* **Исходный текст**:
══════

Однако в последнее столетие характер этой роли совершенно изменился. С конца XIX в. относительная гибкость и артикулированность форм эстетической среды культурного человека стала сменяться ее брутальностью и, одновременно, как это ни странно, – расплывчатостью. Повсеместно эстетизируется алогизм. Те эстетические впечатления, которые воспринимает отзывчивый современный интеллектуал, заставляют его мысль нестись в лихорадочном темпе и произвольно, повинуясь случайным ассоциациям, перескакивать с предмета на предмет, в итоге бессильно обмякая на том самом месте, с которого она начала свою скачку. Никуда не деться от того, что стиль мышления из искусства постепенно проникает даже в науку. Алогичная сюрреалистическая муза уже породила «сюрреалистов» от гуманитарного знания; на очереди дня – научный абсурдизм, так что недалек день, когда мы будем сидеть в конференц-залах, с глубокомысленным видом внимая теоретическим докладам в стиле Беккета или Ионеско. Ну а тогда… что ж, тогда будет уже рукой подать до тотального абсурдизма в судах и органах государственного управления.

Такова цена, какую человечество заплатило и, увы, заплатит еще за происшедшую эстетическую революцию. Печальным ее итогом может стать интеллектуал без интеллекта, а значит – демократия, лишенная своей главной опоры, неуклонно перерождающаяся в собственную противоположность, но сохраняющая при этом в качестве грандиозной потемкинской деревни все свои правовые и институциональные атрибуты1.

Как видно, свободное эстетическое самовыражение далеко не всегда безобидно для тех, кому оно адресовано.

Чем же защитить интеллект, эту основу свободного общества, от разрушающего влияния декадентства? Решительно прекратить его навязывание – не только право, но и долг либерального государства, ибо ситуация, при которой люди оказываются вынуждены получать декадентскую продукцию в нагрузку к необходимым для них благам, потреблять ее против собственного желания, несовместима с их статусом свободных граждан. Но дальше этого меры по сдерживанию декадентства простираться не могут, не превращая защиту социально-психологического фундамента демократии в отрицание ее самой. Что же либеральному государству делать? Ждать, когда в обществе возродится и станет преобладающим тип «изнутри ориентированного человека», а ненужное такому человеку декадентство исчезнет за отсутствием спроса? Но не приведет ли бездеятельное ожидание торжества либерального идеала к тому, что время его прихода будет отодвигаться все дальше, пока для вконец одичавшего человечества не настанет момент, когда ждать уже будет нечего?

Полагаю, что последовательное в своих принципах либеральное государство должно поддерживать искусство, являющееся реальной альтернативой декадентскому. и в этом нет ничего противоречащего философии такого государства. Его обязанность по поддержанию свобод не ограничивается слежением за их соблюдением и пресечением их нарушений. Столь же важно для него поддерживать в обществе сам дух свободы, поощрять в гражданах готовность и воспитывать способность к демократическому поведению, без чего свобода очень скоро и легко превратится в фикцию даже при самом либеральном законодательстве. Говоря иначе, либеральное государство обязано иметь свою культурную политику.

══════

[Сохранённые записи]
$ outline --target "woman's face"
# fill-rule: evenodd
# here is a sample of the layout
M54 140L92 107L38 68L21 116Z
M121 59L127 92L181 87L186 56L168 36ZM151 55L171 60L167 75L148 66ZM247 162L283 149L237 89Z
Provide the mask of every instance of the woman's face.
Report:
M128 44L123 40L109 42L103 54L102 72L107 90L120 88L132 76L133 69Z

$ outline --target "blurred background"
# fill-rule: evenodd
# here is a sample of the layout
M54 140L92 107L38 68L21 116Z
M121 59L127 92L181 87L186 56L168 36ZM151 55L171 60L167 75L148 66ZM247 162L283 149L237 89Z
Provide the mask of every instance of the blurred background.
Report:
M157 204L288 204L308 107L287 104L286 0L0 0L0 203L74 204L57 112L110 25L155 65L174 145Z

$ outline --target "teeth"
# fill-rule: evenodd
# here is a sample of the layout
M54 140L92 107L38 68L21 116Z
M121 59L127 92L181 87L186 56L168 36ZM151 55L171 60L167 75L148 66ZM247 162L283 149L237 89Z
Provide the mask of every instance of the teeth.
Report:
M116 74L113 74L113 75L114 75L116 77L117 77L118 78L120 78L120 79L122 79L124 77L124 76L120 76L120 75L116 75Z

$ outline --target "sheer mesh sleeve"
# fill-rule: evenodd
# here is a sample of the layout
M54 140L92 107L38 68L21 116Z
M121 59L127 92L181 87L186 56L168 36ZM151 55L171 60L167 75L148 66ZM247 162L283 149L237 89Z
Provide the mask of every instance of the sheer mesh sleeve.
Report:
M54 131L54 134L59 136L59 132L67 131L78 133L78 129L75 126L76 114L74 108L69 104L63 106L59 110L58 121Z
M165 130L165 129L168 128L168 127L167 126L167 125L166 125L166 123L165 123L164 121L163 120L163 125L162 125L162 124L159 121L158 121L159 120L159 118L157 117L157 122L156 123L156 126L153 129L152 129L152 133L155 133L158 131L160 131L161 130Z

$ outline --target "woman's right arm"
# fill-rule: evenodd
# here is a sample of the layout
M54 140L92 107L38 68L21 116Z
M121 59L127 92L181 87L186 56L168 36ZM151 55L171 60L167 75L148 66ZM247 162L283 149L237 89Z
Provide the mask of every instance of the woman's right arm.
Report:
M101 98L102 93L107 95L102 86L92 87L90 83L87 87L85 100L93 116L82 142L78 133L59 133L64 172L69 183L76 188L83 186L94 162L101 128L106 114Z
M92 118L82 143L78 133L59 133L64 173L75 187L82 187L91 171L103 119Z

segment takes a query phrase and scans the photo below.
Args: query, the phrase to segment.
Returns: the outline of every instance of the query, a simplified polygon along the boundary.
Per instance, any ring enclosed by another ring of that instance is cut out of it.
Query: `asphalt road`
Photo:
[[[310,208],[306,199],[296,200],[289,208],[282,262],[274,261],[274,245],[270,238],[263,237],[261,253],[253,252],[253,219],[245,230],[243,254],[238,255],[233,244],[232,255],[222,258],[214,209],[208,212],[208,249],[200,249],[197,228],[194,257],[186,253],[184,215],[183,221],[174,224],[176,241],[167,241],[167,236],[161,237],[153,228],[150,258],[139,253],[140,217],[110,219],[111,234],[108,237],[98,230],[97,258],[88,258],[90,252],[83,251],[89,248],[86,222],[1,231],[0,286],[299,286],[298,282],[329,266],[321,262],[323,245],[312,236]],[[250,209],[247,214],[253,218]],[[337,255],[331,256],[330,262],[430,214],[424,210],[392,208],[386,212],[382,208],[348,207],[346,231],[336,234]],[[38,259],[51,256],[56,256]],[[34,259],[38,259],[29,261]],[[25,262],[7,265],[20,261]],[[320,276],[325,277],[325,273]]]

══════

* **Что сделать**:
Перепишите без изменений фрагмент текста о декадентстве и либеральном государстве, начиная со слов «Такова цена, какую» и заканчивая словами «кому оно адресовано.».

* **Решение задачи**:
Такова цена, какую человечество заплатило и, увы, заплатит еще за происшедшую эстетическую революцию. Печальным ее итогом может стать интеллектуал без интеллекта, а значит – демократия, лишенная своей главной опоры, неуклонно перерождающаяся в собственную противоположность, но сохраняющая при этом в качестве грандиозной потемкинской деревни все свои правовые и институциональные атрибуты1.

Как видно, свободное эстетическое самовыражение далеко не всегда безобидно для тех, кому оно адресовано.